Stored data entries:
::::::::::
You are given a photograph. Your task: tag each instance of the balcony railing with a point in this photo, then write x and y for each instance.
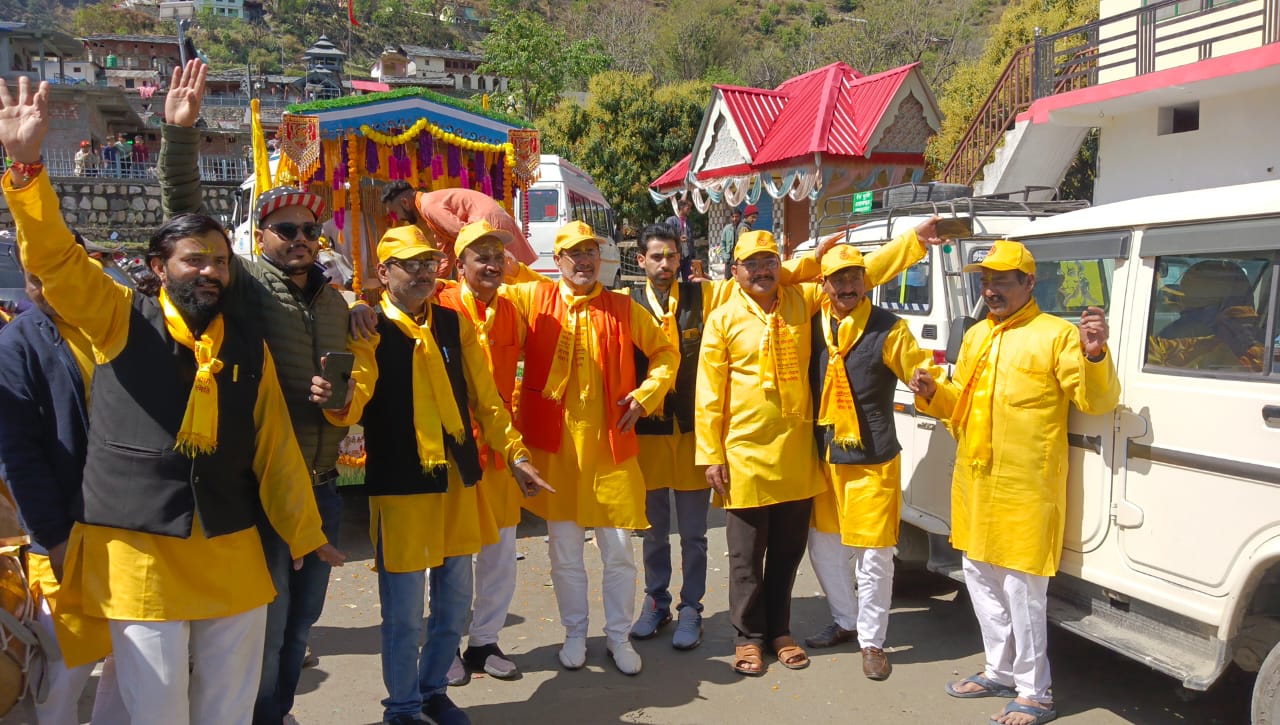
(224, 169)
(1157, 36)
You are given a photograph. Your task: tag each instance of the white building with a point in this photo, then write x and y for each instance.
(1184, 95)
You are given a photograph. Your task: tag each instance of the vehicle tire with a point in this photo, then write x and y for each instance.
(1266, 691)
(932, 191)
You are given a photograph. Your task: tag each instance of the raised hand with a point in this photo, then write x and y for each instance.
(23, 121)
(186, 94)
(1093, 332)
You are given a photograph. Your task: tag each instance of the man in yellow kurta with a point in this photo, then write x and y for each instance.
(579, 402)
(419, 382)
(755, 422)
(1016, 377)
(188, 434)
(859, 352)
(667, 437)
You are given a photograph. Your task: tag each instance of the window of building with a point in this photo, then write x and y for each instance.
(1208, 314)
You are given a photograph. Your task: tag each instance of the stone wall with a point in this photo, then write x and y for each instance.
(129, 208)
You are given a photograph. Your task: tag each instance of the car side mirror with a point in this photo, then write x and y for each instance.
(955, 336)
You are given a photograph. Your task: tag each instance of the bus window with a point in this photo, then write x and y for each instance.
(543, 204)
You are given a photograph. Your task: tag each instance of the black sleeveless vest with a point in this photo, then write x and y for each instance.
(679, 404)
(133, 477)
(872, 383)
(392, 464)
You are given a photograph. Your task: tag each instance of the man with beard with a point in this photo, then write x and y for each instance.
(442, 214)
(1018, 375)
(667, 437)
(45, 372)
(580, 399)
(501, 333)
(858, 351)
(302, 318)
(755, 420)
(188, 436)
(417, 382)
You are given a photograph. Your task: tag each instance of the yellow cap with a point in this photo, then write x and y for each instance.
(405, 242)
(753, 244)
(575, 233)
(1005, 255)
(841, 256)
(478, 231)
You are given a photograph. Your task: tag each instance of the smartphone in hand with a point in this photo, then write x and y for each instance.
(337, 370)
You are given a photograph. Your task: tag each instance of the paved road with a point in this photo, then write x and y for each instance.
(932, 638)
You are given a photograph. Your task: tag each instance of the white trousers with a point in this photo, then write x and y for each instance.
(873, 570)
(191, 673)
(1011, 609)
(568, 575)
(496, 587)
(62, 705)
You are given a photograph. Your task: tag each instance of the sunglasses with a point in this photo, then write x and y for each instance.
(289, 231)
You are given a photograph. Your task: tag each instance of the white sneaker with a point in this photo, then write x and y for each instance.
(574, 652)
(626, 657)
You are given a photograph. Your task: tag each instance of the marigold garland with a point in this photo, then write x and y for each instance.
(353, 163)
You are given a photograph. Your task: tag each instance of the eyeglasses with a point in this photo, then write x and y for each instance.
(760, 264)
(289, 231)
(583, 254)
(416, 265)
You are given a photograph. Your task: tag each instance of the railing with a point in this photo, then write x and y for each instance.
(62, 163)
(1100, 51)
(1150, 39)
(1009, 97)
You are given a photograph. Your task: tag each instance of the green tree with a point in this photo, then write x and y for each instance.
(964, 92)
(539, 59)
(629, 133)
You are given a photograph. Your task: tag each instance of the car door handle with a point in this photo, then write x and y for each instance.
(1271, 415)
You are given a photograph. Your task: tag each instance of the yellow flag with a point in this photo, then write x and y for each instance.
(261, 156)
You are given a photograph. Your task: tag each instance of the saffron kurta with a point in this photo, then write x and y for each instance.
(420, 530)
(863, 502)
(1014, 514)
(592, 488)
(120, 574)
(772, 459)
(499, 493)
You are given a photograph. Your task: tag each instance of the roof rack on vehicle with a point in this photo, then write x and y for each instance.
(944, 200)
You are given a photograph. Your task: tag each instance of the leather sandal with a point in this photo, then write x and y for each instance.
(749, 660)
(790, 655)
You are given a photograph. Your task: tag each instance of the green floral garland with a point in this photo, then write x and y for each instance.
(414, 91)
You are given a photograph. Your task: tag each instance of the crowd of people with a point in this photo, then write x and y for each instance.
(174, 456)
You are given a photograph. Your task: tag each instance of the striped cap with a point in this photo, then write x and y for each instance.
(279, 197)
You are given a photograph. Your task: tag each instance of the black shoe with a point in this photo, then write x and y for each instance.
(442, 711)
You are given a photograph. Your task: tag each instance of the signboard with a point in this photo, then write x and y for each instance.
(862, 203)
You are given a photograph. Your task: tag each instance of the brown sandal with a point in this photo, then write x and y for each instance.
(749, 660)
(790, 655)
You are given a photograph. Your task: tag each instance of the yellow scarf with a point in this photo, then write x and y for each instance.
(576, 317)
(484, 323)
(778, 358)
(199, 432)
(839, 407)
(433, 409)
(973, 413)
(667, 318)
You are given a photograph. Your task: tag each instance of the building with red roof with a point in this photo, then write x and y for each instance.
(826, 132)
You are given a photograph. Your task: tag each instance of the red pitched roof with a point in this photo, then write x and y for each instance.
(830, 110)
(754, 112)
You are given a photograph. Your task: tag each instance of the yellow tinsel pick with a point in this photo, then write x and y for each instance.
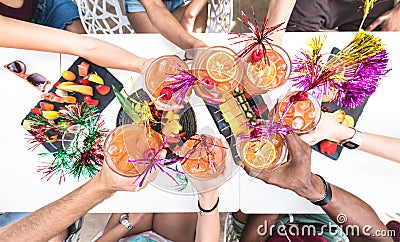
::::::::::
## Problem description
Rewrite all of the items above with every "tag" changed to "mark", leaving everything else as it is. Omit the pictures from your answer.

## Problem solution
You are given a photograph. Your task: mark each instance of the balcony railing with a point in this photo, then write x and y for each instance.
(224, 169)
(1157, 36)
You are given a photograph. Your task: mark each instance of the white building with a point in this photo, then write x and y for each instance.
(1184, 95)
You are given a photograph. Your task: mark each instance of the vehicle tire with a point in this photo, then write x and y for each instance.
(1266, 691)
(932, 191)
You are given a photograph. Your task: mark each instance of the raised hand with a point in this photo, then write x and y for each instance.
(23, 121)
(186, 94)
(1093, 332)
You are given a photograph. Your task: mark each instance of the man in yellow kurta with a point in this photo, then write x and y for each instance.
(579, 402)
(419, 382)
(755, 422)
(1016, 377)
(188, 434)
(859, 352)
(667, 437)
You are given a photograph. Your task: mark each instance of the window of building with a point in this photo, then write x and y for each instance.
(1208, 314)
You are given a photograph. Your task: mark each instance of the stone wall with a point in this photo, then write x and y for each instance.
(129, 208)
You are given a photograph. Your task: mark each instance of the car side mirror with a point in this photo, then write x and y for each instance.
(955, 336)
You are given a photograph. Your task: mark each instance of the bus window with a point in this photo, then write x and y for each instance.
(543, 204)
You are given a photograph. Your task: mark each instance of the black sleeveless vest with a point in this photo, then write x and y for each instance.
(679, 404)
(133, 477)
(872, 383)
(392, 464)
You are given a photograph. Your task: mark each instance of the man with beard with a point in this photo, then write x and y for each instance.
(442, 214)
(1018, 375)
(667, 437)
(45, 372)
(580, 399)
(501, 333)
(858, 351)
(302, 318)
(755, 420)
(188, 436)
(417, 382)
You are given a photograph. Your task: mark each instance of the yellow cap with a point in this photo, then write x and y for each instance.
(405, 242)
(753, 244)
(575, 233)
(1005, 255)
(841, 256)
(478, 231)
You are given a photograph. Your task: mark each instance of the smartphone in hand with a point in this photo, then write x and y for each instance.
(337, 370)
You are given a photograph. Your task: mark each instance of the paved road with a point in this photo, then write x and y for each instance.
(932, 638)
You are given a photograph. Your task: mark each instance of the white trousers with a point in this photo, then write x and y for each instance.
(873, 570)
(191, 673)
(1011, 609)
(568, 575)
(496, 587)
(62, 705)
You are given a photograph. Your task: mark each instance of the sunglasses with a point in this photo, then write x and y for each instance.
(289, 231)
You are given a photograph. Your task: mark each instance of the white sneaker with a point in this photo, then write x and y for each instance.
(574, 652)
(626, 657)
You are given a photograph. Your task: mark each instance of the marigold garland with a point in this photo, then write x and y for each instance.
(353, 163)
You are given a photograph. Your task: mark each instance of the eyeglasses with a point in this photo, then write x and y for each instance.
(760, 264)
(289, 231)
(583, 254)
(416, 265)
You are given a photograph. Your task: mark each instance of the railing with a point in this photo, then write x and y for each instance.
(62, 163)
(1100, 51)
(1150, 39)
(1009, 97)
You are given a photograph. Your task: mark each instance of the green tree with a point in this photo, then write x and y for each instance.
(964, 92)
(539, 59)
(629, 133)
You are given a photograph. Your task: mark each instance of the car door handle with a point in this photo, then write x and y for each instance.
(1271, 415)
You are given a photograph. Your task: mark each instance of the yellow flag with a point in this photo, then write x and y for each instance.
(261, 156)
You are given a photograph. Your task: mark each instance of the saffron kurta with a point in this photo, then write x and y for each instance.
(420, 530)
(863, 502)
(1014, 514)
(592, 488)
(120, 574)
(772, 459)
(499, 493)
You are given a photograph. Your task: mark each instance of the roof rack on vehicle with a point in this photo, then write x and y for each instance.
(944, 200)
You are given a photograph. Your task: mark each instance of the leather sandal with a point in this photo, then write x and y for each instance.
(749, 660)
(790, 655)
You are given a photograph. Your task: mark each instance of the green floral garland with a point in this photo, then write x and y for each instance.
(414, 91)
You are given a photograph. Your task: mark each instance of the crowd of people with a point in this photo, then write x and y for each instance.
(174, 456)
You are given a photograph. Your task: mark each instance of the striped cap with a point in this photo, then write x and y for each instance.
(279, 197)
You are given a photograph. Your task: mark each instance of the black shoe with a point in this photo, then write x and y for each instance.
(442, 711)
You are given a photograph. Your task: mark each instance of the signboard with a point in this photo, then write x and y for each instance.
(862, 203)
You are given a photograph. Your task: mark each instance of the brown sandal with a point in this photo, then write x and y for each instance.
(749, 660)
(790, 655)
You are given a photograph. Your task: mark each instance of the yellow scarf with a point in this photo, then write x and y for each instance.
(576, 317)
(484, 323)
(778, 358)
(199, 432)
(839, 407)
(433, 409)
(973, 413)
(667, 318)
You are given a photograph. Your task: mark each instance of the building with red roof with a point in this photo, then write x and y for each instance.
(826, 132)
You are given a photograph. Your task: mark each instance of the red pitched roof with a point in this photo, then write x and y for each instance.
(830, 110)
(754, 112)
You are given a photograph. Your task: mark each instance of the yellow tinsel pick with a point in this photo, then write x and y for each instance.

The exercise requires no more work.